_Written problem_. Pick out each line in the items below that contains the word "ceiling" and copy those lines out.

_Records shown_.
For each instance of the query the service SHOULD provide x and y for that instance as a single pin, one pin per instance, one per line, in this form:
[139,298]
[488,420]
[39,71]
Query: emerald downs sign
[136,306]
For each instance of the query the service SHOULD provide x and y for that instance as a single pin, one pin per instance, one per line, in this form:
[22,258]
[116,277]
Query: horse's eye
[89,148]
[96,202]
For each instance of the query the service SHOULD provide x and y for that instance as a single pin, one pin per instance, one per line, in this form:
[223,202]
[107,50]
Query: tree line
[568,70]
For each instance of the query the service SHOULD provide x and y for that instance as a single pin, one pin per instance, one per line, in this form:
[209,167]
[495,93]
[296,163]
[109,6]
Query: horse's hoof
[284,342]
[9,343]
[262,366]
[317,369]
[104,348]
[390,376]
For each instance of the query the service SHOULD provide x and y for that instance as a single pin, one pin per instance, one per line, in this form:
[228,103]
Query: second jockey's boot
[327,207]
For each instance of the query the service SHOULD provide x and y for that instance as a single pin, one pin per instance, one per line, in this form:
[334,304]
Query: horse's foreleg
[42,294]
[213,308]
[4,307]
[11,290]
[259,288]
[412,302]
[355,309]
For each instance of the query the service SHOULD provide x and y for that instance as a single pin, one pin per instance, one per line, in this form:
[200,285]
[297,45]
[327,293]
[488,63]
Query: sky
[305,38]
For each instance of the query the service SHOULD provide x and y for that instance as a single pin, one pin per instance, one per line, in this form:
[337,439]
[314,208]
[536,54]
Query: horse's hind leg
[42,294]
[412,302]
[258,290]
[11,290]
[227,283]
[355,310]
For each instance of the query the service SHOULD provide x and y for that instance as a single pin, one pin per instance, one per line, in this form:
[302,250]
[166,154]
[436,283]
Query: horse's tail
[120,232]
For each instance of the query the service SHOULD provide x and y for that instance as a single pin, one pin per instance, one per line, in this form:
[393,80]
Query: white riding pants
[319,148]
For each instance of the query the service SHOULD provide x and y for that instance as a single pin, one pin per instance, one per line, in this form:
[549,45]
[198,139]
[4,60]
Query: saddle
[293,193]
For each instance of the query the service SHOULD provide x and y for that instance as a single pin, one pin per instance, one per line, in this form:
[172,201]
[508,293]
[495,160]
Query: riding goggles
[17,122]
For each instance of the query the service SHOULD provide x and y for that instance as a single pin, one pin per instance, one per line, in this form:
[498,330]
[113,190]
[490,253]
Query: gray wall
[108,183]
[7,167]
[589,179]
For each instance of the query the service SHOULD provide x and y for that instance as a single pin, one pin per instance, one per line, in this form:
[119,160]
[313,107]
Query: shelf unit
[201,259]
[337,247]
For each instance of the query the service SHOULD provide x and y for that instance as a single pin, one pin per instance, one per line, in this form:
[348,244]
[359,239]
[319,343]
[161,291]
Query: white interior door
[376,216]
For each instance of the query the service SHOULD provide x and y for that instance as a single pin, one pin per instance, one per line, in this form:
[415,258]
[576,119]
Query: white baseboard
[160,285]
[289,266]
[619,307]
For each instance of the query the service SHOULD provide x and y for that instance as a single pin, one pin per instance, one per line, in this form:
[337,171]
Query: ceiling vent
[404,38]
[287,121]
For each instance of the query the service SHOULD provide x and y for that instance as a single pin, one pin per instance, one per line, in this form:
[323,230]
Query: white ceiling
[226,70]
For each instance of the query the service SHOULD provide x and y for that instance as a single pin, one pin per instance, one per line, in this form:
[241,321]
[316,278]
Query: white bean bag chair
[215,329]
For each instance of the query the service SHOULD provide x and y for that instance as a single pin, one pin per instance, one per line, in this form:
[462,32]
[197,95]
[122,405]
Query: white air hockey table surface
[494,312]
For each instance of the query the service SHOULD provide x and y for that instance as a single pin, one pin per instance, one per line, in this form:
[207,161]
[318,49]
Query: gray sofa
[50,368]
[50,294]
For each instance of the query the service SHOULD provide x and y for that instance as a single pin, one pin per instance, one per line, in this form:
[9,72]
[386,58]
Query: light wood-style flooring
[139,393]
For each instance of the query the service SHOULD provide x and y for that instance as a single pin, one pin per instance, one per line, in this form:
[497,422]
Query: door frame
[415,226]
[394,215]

...

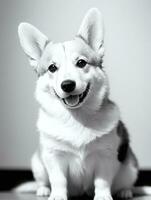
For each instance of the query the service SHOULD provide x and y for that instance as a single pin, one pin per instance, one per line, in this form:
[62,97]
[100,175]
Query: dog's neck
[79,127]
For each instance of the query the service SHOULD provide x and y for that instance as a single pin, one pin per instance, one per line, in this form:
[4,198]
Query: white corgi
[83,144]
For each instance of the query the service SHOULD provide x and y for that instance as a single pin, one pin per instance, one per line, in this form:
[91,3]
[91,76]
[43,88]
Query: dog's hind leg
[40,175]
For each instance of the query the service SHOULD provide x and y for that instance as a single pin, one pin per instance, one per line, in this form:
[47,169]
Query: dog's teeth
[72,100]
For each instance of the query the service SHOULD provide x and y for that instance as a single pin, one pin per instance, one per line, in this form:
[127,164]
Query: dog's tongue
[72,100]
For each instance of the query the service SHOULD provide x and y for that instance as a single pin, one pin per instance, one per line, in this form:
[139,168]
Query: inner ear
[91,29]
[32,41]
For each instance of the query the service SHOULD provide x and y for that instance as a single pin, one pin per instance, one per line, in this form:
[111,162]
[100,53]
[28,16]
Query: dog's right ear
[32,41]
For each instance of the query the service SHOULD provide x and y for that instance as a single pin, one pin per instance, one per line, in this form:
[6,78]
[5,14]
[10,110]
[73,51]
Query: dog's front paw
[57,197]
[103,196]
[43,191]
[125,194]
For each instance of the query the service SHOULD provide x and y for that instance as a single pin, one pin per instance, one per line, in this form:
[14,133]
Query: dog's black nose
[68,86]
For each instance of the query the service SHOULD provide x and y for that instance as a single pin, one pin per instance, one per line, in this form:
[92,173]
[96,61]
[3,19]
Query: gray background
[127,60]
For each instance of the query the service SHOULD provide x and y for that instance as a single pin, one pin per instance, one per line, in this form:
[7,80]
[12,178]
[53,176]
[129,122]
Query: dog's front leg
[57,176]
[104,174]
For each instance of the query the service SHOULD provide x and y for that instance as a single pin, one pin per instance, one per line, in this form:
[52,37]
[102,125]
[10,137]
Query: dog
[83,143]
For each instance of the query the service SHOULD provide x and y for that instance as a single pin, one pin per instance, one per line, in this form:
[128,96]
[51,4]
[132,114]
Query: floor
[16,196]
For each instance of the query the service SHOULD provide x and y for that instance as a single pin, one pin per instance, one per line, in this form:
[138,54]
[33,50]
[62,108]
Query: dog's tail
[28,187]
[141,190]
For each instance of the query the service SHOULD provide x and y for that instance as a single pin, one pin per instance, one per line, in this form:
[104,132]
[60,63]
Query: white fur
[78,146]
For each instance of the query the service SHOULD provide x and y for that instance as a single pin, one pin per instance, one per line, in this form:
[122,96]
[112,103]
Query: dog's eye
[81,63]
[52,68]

---

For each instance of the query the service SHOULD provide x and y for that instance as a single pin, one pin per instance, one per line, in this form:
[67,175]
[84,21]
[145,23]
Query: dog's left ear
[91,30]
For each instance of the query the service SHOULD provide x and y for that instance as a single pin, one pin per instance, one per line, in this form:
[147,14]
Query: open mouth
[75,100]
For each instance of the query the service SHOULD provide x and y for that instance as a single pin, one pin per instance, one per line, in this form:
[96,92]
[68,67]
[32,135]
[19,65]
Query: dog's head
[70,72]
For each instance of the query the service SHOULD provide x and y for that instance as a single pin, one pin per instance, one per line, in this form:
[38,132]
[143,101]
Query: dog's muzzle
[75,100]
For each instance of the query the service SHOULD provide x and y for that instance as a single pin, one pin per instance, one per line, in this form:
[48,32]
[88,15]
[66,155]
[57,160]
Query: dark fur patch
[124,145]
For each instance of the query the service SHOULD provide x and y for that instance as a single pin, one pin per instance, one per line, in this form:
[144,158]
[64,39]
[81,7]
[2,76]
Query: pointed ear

_Solution_.
Query: ceiling vent
Query: white ceiling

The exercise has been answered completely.